:: Your task ::
Copy the boondocking guide below word for word, from "Boondocking in your" up to and including "smart camping practices.".

:: Text shown ::
%%
Boondocking in your RV

All types of RV camping are fun, but if you want to get a little closer to nature and unplug completely, you might be the kind of person who prefers boondocking. Also called “dry camping”, boondocking is camping on private or federal land that’s not established as a campground. This usually puts you pretty far away from society and other campers, meaning you get privacy, beautiful scenery, and lets you commune with nature on a deeper level. Despite how fun it is though, dry camping can be more dangerous than regular camping, which is why it’s not for everybody. Keep in mind what you’re getting into when you go boondocking, and also prepare yourself with good preparation and smart camping practices.

This guide from Wisconsin RV World will help you out with a few of those practices, and if you implement them all, you’ll find that dry camping isn’t actually that scary at all! And, if this sounds appealing to you, but you still don’t have an RV, feel free to come browse our selection of campers and travel trailers at our dealership in Deforest, near Madison, Green Bay, and Eau Claire, Wisconsin.
%%
:: Data supplied ::
%%
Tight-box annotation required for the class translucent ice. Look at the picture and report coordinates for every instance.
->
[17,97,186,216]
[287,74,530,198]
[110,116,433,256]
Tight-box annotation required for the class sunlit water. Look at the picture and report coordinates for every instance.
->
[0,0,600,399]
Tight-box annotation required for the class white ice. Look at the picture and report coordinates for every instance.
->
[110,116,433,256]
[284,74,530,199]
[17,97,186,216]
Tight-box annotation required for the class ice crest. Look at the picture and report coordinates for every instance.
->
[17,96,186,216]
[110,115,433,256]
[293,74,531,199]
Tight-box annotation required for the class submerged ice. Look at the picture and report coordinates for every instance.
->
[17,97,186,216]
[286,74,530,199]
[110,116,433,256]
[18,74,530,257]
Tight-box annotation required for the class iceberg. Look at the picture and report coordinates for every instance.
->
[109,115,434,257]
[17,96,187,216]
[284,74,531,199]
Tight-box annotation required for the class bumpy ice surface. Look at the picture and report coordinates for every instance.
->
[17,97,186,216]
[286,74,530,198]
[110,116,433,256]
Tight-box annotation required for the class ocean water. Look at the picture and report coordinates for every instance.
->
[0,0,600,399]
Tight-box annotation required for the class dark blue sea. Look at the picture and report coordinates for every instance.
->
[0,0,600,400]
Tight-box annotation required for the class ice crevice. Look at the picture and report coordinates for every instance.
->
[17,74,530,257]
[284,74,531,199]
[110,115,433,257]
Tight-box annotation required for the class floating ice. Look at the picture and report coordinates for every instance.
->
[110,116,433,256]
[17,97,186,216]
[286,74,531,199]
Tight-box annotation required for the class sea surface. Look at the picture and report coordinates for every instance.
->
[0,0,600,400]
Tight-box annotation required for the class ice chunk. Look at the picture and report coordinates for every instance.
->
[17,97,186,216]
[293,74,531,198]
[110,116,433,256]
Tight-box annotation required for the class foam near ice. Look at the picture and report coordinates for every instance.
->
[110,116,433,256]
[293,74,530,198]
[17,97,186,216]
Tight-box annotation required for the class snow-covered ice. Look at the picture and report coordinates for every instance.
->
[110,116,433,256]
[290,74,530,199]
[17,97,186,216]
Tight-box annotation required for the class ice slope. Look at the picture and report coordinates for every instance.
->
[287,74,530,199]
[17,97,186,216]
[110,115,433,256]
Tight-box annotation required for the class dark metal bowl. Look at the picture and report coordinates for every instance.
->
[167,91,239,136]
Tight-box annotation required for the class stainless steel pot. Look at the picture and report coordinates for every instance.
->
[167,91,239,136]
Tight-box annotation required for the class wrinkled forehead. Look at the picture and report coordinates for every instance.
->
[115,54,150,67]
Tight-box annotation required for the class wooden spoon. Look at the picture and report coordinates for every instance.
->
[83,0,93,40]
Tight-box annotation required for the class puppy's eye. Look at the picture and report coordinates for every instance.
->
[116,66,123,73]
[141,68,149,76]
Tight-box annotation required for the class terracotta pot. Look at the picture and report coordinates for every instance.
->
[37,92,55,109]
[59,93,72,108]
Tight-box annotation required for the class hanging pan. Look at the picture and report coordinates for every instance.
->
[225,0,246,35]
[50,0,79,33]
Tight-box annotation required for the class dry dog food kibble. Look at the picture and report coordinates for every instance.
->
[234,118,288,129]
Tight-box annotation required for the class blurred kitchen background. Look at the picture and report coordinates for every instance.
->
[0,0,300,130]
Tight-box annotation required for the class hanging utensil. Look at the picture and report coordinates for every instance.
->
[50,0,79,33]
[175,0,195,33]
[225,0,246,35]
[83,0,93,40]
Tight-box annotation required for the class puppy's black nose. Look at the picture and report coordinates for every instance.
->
%%
:: Correct result ::
Boondocking in your RV

All types of RV camping are fun, but if you want to get a little closer to nature and unplug completely, you might be the kind of person who prefers boondocking. Also called “dry camping”, boondocking is camping on private or federal land that’s not established as a campground. This usually puts you pretty far away from society and other campers, meaning you get privacy, beautiful scenery, and lets you commune with nature on a deeper level. Despite how fun it is though, dry camping can be more dangerous than regular camping, which is why it’s not for everybody. Keep in mind what you’re getting into when you go boondocking, and also prepare yourself with good preparation and smart camping practices.